Copy out the full listing that comes next, exactly.

## INPUT RECORDS
□ □ □ □ □

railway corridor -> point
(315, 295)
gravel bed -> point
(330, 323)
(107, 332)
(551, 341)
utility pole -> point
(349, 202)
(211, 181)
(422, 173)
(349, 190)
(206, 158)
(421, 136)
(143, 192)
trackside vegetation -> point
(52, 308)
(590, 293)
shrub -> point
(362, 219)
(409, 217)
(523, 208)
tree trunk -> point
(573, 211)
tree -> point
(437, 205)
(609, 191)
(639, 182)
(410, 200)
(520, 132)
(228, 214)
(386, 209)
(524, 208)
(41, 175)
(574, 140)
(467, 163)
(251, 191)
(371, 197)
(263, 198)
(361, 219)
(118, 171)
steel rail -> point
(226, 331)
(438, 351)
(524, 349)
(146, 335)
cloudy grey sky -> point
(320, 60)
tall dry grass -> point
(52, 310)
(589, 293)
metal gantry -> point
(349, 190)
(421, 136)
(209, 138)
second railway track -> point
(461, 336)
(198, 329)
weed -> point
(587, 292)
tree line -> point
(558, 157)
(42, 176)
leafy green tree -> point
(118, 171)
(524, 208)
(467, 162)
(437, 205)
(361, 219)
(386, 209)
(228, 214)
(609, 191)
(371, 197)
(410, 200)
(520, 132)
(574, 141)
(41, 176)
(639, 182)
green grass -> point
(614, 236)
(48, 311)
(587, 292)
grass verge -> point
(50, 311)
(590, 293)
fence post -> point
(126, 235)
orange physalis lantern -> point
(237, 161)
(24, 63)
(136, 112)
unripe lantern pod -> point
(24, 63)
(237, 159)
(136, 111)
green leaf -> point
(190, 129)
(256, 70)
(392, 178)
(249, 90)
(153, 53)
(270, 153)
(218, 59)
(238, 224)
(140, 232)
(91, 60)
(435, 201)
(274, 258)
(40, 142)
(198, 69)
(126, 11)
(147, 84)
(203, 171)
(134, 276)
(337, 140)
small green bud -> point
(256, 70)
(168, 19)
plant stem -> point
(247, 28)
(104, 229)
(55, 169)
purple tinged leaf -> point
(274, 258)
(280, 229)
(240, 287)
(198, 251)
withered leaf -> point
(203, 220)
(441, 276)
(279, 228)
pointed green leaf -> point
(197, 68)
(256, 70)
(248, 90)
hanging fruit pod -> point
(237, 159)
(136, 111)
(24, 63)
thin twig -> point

□ □ □ □ □

## YOUR RESPONSE
railway corridor -> point
(315, 295)
gravel bed -> point
(330, 323)
(107, 332)
(551, 341)
utility pole -> point
(349, 202)
(211, 181)
(422, 173)
(349, 190)
(206, 158)
(421, 136)
(143, 192)
trackside vegetation -> point
(52, 308)
(590, 293)
shrub -> point
(362, 219)
(409, 217)
(523, 208)
tree trunk -> point
(573, 211)
tree -> point
(437, 205)
(609, 191)
(639, 182)
(410, 200)
(520, 132)
(228, 214)
(386, 209)
(524, 208)
(41, 175)
(574, 140)
(467, 163)
(251, 191)
(371, 197)
(263, 198)
(361, 219)
(118, 171)
steel rail -> point
(226, 331)
(438, 351)
(524, 349)
(146, 335)
cloudy grey sky -> point
(320, 60)
tall dry grass -> point
(52, 310)
(589, 293)
metal gantry -> point
(349, 190)
(421, 136)
(209, 138)
second railway track -> point
(461, 336)
(198, 329)
weed -> point
(587, 292)
tree line -> point
(558, 157)
(42, 176)
leafy green tree -> point
(118, 171)
(524, 208)
(467, 162)
(437, 205)
(361, 219)
(386, 209)
(228, 214)
(609, 191)
(371, 197)
(410, 200)
(520, 132)
(574, 141)
(41, 176)
(639, 182)
green grass -> point
(614, 236)
(48, 311)
(587, 292)
grass verge -> point
(50, 311)
(590, 293)
fence post -> point
(126, 235)
orange physalis lantern -> point
(237, 161)
(24, 63)
(136, 112)
unripe lantern pod -> point
(24, 63)
(237, 159)
(136, 111)
green leaf -> point
(190, 129)
(256, 70)
(392, 178)
(249, 90)
(153, 53)
(270, 153)
(218, 59)
(238, 224)
(140, 232)
(91, 60)
(435, 201)
(274, 258)
(40, 142)
(198, 69)
(126, 11)
(147, 84)
(203, 171)
(134, 276)
(337, 140)
small green bud -> point
(256, 70)
(168, 19)
plant stem -> point
(247, 28)
(104, 229)
(55, 169)
purple tinged leaf -> point
(274, 258)
(280, 229)
(240, 287)
(198, 251)
withered leaf -> point
(203, 220)
(441, 276)
(279, 228)
pointed green leaf -> point
(197, 68)
(256, 70)
(248, 90)
hanging fruit pod -> point
(237, 159)
(136, 111)
(24, 63)
thin twig -> point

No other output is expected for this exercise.